▶ **Goal**
All lines from the line containing "Can you find the windshield in" up to and including the last line of the listing below should be echoed exactly; no other lines belong in the response.

▶ **Exercise inputs**
******

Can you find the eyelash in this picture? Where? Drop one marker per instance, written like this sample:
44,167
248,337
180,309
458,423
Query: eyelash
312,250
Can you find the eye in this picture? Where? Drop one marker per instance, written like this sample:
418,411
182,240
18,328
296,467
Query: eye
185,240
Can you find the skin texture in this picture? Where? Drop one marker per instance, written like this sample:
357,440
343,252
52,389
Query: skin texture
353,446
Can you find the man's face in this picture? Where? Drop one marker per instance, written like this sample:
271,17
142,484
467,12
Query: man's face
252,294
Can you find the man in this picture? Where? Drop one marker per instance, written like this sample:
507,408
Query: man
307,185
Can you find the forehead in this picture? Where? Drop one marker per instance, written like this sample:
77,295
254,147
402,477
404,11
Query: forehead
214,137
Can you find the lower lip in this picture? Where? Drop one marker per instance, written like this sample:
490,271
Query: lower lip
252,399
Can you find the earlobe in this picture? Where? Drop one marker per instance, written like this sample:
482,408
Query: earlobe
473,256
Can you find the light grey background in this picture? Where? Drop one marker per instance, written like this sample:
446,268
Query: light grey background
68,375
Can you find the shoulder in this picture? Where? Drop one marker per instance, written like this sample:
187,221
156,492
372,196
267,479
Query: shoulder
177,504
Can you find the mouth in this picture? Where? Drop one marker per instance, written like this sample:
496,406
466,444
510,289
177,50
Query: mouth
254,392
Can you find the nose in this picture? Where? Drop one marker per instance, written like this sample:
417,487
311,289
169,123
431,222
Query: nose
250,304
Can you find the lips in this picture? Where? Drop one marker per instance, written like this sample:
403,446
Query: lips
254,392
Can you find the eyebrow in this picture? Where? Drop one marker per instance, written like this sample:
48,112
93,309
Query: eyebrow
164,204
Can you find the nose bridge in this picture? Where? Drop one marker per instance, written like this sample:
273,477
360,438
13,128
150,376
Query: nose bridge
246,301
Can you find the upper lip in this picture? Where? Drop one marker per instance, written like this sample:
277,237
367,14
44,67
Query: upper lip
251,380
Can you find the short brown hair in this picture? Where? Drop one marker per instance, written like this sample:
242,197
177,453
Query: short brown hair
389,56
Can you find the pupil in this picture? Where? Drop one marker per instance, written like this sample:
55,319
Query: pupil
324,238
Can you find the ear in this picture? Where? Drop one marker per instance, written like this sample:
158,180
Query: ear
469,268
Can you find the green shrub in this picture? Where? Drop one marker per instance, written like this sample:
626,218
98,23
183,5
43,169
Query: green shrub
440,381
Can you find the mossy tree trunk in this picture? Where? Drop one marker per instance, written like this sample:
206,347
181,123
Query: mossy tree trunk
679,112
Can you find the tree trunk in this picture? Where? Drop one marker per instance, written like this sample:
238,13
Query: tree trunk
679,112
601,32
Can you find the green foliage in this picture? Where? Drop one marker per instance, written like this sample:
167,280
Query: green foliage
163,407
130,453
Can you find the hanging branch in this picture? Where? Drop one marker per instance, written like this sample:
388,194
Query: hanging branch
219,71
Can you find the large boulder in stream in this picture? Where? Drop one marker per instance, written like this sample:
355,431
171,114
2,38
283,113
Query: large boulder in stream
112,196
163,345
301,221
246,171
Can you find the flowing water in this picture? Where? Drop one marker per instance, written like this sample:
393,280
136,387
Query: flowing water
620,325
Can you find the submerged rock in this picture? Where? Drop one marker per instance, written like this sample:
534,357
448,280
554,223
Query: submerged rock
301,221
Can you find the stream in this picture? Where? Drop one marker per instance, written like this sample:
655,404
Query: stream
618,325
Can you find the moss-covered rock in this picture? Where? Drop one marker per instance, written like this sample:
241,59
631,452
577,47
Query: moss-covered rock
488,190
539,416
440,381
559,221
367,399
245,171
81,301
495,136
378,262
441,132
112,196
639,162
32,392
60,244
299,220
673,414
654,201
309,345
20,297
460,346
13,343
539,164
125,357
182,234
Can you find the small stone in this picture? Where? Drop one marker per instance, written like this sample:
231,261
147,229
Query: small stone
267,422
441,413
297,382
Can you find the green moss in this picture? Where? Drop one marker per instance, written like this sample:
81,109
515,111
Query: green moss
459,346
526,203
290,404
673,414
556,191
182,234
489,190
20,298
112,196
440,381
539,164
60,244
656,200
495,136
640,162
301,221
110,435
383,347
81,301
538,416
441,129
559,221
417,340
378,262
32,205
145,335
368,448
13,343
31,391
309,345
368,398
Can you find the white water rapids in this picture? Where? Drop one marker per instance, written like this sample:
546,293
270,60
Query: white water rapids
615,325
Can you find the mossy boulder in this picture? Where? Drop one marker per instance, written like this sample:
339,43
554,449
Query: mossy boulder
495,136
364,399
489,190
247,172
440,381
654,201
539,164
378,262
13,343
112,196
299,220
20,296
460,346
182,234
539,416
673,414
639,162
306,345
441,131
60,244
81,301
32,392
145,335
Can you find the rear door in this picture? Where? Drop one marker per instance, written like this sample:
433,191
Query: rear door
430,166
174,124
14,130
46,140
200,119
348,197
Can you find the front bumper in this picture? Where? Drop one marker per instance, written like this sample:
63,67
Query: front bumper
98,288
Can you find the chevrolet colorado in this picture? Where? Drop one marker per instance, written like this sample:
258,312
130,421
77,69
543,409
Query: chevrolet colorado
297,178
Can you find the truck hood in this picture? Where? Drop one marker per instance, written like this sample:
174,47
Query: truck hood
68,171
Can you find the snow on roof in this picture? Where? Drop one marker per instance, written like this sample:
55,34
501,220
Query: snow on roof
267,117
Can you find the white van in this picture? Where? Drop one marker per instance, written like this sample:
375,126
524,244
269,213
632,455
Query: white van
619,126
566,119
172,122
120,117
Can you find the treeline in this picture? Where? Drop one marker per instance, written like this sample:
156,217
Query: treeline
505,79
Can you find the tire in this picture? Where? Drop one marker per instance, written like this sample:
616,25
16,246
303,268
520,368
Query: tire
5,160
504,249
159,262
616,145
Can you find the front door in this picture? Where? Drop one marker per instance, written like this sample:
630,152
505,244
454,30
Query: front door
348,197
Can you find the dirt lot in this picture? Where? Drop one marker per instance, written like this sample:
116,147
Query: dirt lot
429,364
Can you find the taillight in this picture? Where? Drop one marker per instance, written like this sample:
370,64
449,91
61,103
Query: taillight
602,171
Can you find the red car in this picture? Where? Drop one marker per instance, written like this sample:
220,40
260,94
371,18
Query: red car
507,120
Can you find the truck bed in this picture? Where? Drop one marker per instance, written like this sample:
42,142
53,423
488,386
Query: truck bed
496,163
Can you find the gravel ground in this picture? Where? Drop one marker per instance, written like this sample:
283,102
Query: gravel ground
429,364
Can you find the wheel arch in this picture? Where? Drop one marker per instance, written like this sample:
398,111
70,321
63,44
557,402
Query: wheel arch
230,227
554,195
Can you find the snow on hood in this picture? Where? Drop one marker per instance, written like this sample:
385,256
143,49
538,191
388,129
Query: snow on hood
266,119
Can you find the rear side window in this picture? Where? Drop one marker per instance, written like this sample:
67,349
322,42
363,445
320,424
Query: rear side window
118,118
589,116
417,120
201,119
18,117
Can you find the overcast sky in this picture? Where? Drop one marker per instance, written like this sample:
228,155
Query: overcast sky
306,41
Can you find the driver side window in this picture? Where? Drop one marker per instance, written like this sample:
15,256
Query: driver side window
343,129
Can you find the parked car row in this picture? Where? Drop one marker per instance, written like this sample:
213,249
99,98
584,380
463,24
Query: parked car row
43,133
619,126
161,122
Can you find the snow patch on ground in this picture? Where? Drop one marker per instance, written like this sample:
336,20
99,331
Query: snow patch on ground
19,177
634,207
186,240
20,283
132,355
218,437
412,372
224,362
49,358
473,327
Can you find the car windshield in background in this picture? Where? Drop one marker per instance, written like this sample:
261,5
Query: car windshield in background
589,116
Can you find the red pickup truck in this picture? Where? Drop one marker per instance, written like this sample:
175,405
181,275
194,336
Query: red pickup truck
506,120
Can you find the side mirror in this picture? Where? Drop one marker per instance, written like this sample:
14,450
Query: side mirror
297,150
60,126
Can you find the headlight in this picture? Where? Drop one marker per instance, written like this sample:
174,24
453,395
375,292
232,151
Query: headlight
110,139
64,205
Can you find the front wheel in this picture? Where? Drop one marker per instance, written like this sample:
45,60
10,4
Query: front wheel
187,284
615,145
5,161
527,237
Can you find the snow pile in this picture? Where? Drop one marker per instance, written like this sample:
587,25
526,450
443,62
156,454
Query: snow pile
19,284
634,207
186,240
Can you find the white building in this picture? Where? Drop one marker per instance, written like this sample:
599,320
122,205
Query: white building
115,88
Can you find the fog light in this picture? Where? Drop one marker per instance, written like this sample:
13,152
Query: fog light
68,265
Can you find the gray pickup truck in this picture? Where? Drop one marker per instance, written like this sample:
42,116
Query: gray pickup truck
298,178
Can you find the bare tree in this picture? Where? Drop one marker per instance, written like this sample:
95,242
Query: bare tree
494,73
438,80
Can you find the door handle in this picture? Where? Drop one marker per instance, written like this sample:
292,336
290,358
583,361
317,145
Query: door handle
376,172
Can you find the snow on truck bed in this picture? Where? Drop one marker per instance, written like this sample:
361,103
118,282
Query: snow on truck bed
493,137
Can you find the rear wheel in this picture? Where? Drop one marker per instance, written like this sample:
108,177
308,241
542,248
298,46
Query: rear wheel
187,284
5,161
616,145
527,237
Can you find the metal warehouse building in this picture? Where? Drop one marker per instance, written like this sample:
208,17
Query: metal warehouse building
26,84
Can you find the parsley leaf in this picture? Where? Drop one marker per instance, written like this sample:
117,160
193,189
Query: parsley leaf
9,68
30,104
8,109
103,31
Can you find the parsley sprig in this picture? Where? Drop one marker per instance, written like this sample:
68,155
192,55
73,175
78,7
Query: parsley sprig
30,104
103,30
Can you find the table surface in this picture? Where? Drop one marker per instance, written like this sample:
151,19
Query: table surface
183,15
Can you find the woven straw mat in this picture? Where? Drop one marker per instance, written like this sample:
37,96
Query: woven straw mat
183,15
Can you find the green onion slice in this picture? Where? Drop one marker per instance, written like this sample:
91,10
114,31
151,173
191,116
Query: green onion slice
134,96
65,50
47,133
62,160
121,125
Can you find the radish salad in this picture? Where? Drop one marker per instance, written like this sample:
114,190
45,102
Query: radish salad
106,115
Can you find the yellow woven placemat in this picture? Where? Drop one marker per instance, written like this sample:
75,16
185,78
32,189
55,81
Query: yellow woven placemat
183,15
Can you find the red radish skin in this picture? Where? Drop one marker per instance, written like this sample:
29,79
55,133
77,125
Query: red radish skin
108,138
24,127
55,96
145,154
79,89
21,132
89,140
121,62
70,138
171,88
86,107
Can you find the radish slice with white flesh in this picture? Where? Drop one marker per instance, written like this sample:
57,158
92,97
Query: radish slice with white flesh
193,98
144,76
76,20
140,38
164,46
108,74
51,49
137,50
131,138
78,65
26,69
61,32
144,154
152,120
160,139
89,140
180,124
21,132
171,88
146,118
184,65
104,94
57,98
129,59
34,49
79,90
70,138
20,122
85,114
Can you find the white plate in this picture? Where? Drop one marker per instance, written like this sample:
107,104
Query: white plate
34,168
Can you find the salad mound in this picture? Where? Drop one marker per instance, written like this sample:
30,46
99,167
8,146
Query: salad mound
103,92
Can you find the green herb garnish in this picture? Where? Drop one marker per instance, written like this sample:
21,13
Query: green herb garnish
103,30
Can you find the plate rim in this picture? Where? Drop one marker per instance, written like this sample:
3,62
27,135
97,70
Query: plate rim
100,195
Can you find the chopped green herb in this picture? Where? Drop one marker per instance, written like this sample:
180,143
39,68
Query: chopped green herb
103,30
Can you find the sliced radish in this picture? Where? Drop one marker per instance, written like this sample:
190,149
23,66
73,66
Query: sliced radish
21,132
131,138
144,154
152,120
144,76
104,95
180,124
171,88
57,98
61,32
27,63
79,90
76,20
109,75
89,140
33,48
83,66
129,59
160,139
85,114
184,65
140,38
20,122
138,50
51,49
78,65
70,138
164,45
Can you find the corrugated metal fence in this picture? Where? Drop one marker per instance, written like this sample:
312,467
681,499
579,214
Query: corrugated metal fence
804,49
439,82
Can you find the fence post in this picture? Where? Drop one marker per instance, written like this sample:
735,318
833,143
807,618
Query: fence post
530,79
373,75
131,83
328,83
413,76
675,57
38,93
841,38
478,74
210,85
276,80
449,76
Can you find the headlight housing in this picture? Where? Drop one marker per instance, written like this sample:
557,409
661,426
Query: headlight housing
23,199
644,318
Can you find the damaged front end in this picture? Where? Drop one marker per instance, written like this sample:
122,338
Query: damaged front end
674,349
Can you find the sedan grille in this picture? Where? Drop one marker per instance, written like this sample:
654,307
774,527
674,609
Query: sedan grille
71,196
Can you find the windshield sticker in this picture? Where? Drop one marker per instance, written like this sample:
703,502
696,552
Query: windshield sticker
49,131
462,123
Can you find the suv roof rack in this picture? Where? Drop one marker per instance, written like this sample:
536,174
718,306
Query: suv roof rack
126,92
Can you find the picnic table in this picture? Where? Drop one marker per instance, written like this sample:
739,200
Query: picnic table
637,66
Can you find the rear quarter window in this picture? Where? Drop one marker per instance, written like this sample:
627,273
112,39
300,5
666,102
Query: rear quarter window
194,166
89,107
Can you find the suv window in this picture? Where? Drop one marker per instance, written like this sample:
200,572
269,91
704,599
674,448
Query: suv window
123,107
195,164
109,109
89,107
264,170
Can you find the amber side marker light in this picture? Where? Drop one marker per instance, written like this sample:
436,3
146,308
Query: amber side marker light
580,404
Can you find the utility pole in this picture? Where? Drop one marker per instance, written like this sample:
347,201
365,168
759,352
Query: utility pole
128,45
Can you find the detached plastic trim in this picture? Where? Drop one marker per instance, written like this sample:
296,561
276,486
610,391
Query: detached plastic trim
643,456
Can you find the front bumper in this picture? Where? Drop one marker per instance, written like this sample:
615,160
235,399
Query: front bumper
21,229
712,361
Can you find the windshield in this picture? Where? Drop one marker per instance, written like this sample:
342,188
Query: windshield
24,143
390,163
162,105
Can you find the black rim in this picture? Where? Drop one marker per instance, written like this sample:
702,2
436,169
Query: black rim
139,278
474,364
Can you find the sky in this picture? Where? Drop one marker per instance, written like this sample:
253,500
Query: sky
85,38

******

▶ **Answer to this task**
Can you find the windshield in this picture? Where? Drop one marker per instance, written like this sample:
342,188
Query: windshield
24,143
390,163
162,105
Can you find the black rim in this picture? Where? Drop one marker per instance, written like this sample:
702,2
436,169
Query: black rim
139,278
474,364
Can you find the sky in this picture? Where? Drop one marker per instance, written like this sample:
253,500
Query: sky
85,38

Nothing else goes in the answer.